= Trevor Hold =

British composer, poet and author (1939–2004)

Trevor Hold (21 September 1939 – 28 January 2004) was an English composer, poet and author, best known for his song cycles, many of them setting his own poetry.

==Biography==
Born in Northampton, Hold suffered an attack of polio at the age of seven, which affected his left arm. Piano lessons were used as therapy, and this led to an early interest in writing for the piano. He also began writing poetry in his teens. Hold was educated at Northampton Grammar School (1950–57), and went on to study at the University of Nottingham, where he completed a first class honours in music, followed by an MA.

He became Head of Music at Market Harborough Grammar School, and from 1963–65 assistant lecturer in music at Aberystwyth University. From there he moved on to a lectureship in music at Liverpool University (1965–70). By this time he was already composing. After Liverpool, Hold settled with his family at Dovecote House in the village of Wadenhoe, East Northamptonshire, where he lived for over thirty years. For two decades he taught at the University of Leicester and became a central figure in the local music making of the East Midlands, composing and conducting for local choirs and orchestras, and teaching adult education classes. One of his students was the pianist David Owen Norris.

(Dataset items)
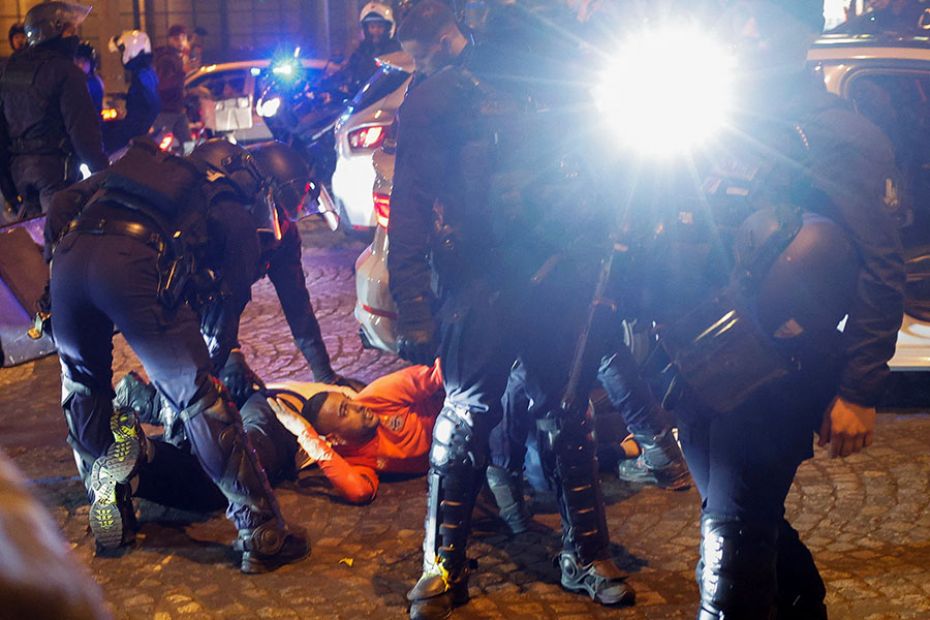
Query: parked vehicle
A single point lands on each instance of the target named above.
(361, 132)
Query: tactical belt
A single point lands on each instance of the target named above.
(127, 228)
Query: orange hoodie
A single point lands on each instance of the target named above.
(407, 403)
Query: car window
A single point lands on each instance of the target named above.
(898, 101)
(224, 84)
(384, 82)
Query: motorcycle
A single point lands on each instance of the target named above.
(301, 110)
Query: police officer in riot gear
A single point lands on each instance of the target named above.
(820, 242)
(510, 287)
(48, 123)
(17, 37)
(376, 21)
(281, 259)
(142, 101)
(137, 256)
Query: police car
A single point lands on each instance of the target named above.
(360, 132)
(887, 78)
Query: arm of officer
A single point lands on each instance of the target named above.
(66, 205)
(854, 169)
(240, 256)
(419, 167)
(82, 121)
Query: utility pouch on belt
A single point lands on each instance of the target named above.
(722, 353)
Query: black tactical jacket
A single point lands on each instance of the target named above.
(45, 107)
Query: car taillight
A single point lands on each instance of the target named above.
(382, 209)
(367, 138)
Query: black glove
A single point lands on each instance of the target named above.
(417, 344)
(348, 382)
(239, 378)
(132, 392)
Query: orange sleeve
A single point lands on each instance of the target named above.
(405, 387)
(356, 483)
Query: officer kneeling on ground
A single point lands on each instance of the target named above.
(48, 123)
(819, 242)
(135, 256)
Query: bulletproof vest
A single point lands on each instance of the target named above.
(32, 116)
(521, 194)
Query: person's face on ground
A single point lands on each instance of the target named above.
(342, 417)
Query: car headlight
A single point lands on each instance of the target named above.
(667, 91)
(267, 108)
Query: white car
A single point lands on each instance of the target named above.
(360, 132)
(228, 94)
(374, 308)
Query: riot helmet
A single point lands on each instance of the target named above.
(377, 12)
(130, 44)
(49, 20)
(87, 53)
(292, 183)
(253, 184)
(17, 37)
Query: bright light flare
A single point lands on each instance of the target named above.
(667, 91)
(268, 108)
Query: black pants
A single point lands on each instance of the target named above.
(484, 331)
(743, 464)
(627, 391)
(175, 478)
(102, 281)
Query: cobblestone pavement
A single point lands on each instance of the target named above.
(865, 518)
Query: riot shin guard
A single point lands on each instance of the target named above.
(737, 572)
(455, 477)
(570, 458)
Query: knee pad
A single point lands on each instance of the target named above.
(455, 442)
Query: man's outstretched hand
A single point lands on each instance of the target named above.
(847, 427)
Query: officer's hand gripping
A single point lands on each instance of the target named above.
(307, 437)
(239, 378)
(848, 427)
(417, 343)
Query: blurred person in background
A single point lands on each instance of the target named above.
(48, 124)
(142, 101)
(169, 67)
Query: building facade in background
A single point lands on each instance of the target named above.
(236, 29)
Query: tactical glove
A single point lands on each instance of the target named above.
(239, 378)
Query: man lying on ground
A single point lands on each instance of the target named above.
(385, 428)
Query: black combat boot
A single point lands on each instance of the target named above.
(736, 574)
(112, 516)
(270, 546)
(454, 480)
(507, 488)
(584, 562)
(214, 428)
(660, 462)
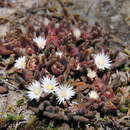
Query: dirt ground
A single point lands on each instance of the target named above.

TASKS ::
1. Answer these questions from the passage on Trevor Hold:
(a) How old was Hold when he had polio?
(b) Where did Hold lecture in music from 1965 to 1970?
(c) In which village did Hold settle with his family after leaving Liverpool?
2. List every school and university named in the passage on Trevor Hold.
The records have no connection to the passage on Trevor Hold.

TASK RESULTS ::
1.
(a) Seven
(b) Liverpool University
(c) Wadenhoe

2.
Northampton Grammar School
University of Nottingham
Market Harborough Grammar School
Aberystwyth University
Liverpool University
University of Leicester